EXTRACT TO READ:
○ ○ ○
Note also the fact that John will very carefully
differentiate between the verbs "was" and
"became" (Gr: egeneto, the aorist form of ginomai). The
reason for this, I believe, is that he wishes to emphasize the
eternal, non-created nature of the Logos over against the finite,
temporal, created nature of all other things. This will come
sharply into view in 1.14.
Just why John chose to use the Greek term Logos is a matter
of quite some debate. The term had great meaning in Greek
philosophy as the impersonal but rational ordering principle of
the universe. The Logos is what made sense out of the universe.
But John does not use Logos in just this way - in fact, he
radically alters the use of the word while still maintaining some
of the inherent meaning it would have for his readers. The Logos
of John is personal - the Logos is not just an ordering principle
but rather a personal being. As John's explanation of the Logos
unfolds, we shall see that the Logos makes God known and is, in
fact, incarnated in Jesus Christ. For John, then, Jesus Christ is
the revelation of God in the flesh (1.14) but He did not start
revealing God at that time - instead, His relationship to God the
Father (1.18) has always been one of revelation - the Logos
always makes God known for it is the Father's gracious choice to
be revealed by the Word. This will be important as well in seeing
that John clearly identifies Jesus Christ as YHWH in different
ways - sometimes through the usage of the phrase "I Am"
(Gr: ego eimi) and sometimes by direct ascription, as in John
12.39- 41/Isaiah 6.1.
"...and the Word was with God..." The Apostle John
walks an exceptionally fine line in this verse. In the first
clause he asserts the eternality of the Logos. Now he states that
the Logos is personally eternal - that is, that the Logos has
been in communion and communication with God for eternity as
well. The verb is the same as the first clause, and the
preposition pros ("with") pictures for us face-to-face
communication. John does not yet identify these persons for us -
we must wait till verses 14 through 18 to see that John is
speaking of Jesus Christ the Son and God the Father. What he
wishes to emphasize here is the personal existence of the Logos
in some sense of distinction from "God" (i.e., the
Father). The Logos is not the Father nor vice-versa - there are
two persons under discussion here.
The third clause of this verse has occasioned great debate
and controversy, mainly due to the fact that the Greek word for
God, theos, does not have the definite article ("the")
before it. Some pseudo-Christian or Arian groups have said that
this means that the Word was a "god" or a god-like
being like an angel (Jehovah's Witnesses). But is this the case?
Actually, the answer to the whole question seems fairly
obvious, even to a first-year Greek student. The third clause of
1.1 is a copulative sentence - that is, it follows the form
"The (noun) is (predicate nominative)". In Greek, one
distinguishes the subject of a copulative sentence by which noun
has an article in front of it. For example, in 1 John 4:8 we have
the last clause reading "God is love." Now, in Greek
this is ho theos agape estin. There are two nominative nouns in
this sentence - God (theos) and love (agape). However, the first
noun, God, has the article ho before it. This indicates that
"God" is the subject of the sentence, and love is the
predicate nominative. It would be wrong, then, to translate 1
John 4:8 as "Love is God." The only way to make the two
nouns interchangeable is to either put the article with both
nouns, or to not put the article there at all. As long as one has
the article and the other does not, one is definitely the subject
and the other the predicate. Hence, 1 John 4:8 does not teach
that all love is God, nor that God and love are interchangeable
things. Rather, the term "love" tells us something
about God - it functions almost as an adjective, describing the
noun (God) that it modifies.
○ ○ ○
INSTRUCTION 1: From the commentary on the opening of John's Gospel, lift everything from "Note also the" down to "of the universe.".
INSTRUCTION 2: In the commentary on the opening of John's Gospel, what kind of communication does the preposition pros picture?
INSTRUCTION 3: Carry on the commentary on the opening of John's Gospel from where it stops.

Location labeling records
○ ○ ○
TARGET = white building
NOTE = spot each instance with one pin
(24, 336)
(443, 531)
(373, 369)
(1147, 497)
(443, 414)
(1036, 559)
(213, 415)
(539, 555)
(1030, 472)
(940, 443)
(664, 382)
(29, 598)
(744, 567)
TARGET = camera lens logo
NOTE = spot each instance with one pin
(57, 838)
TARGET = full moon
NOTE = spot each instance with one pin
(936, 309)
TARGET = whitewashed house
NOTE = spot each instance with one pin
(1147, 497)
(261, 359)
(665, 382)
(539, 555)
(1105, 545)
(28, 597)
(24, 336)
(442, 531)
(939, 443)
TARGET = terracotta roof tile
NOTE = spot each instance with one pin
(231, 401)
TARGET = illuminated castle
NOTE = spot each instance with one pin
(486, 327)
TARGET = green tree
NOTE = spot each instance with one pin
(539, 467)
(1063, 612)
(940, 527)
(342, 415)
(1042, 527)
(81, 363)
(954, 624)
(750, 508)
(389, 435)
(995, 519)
○ ○ ○
RESPONSE 1:
Note also the fact that John will very carefully
differentiate between the verbs "was" and
"became" (Gr: egeneto, the aorist form of ginomai). The
reason for this, I believe, is that he wishes to emphasize the
eternal, non-created nature of the Logos over against the finite,
temporal, created nature of all other things. This will come
sharply into view in 1.14.
Just why John chose to use the Greek term Logos is a matter
of quite some debate. The term had great meaning in Greek
philosophy as the impersonal but rational ordering principle of
the universe. The Logos is what made sense out of the universe.

RESPONSE 2: Face-to-face communication.

RESPONSE 3:
We have the same situation in 1.1c. The Greek reads, kai
theos en ho logos. Notice that the term Logos has the article ho
while the term theos does not. This tells us that the subject of
the clause is the Logos. Hence, we could not translate the phrase
"and God was the Word" for that would make the wrong
term the subject of the clause. Hence, the term "God"
is the predicate nominative, and it functions just as
"love" did in 1 John 4:8 - it tells us something about
the Logos - and that is, that the nature of the Logos is the
nature of God, just as the nature of God in 1 John 4:8 was that
of love. Now, John does emphasize the term "God" by
placing it first in the clause - this is not just a "divine
nature" as in something like the angels have - rather, it is
truly the nature of Deity that is in view here (hence my
translation as "Deity"). Dr. Kenneth Wuest, long time
professor of Greek at Moody Bible Institute rendered the phrase,
"And the Word was as to His essence absolute Deity."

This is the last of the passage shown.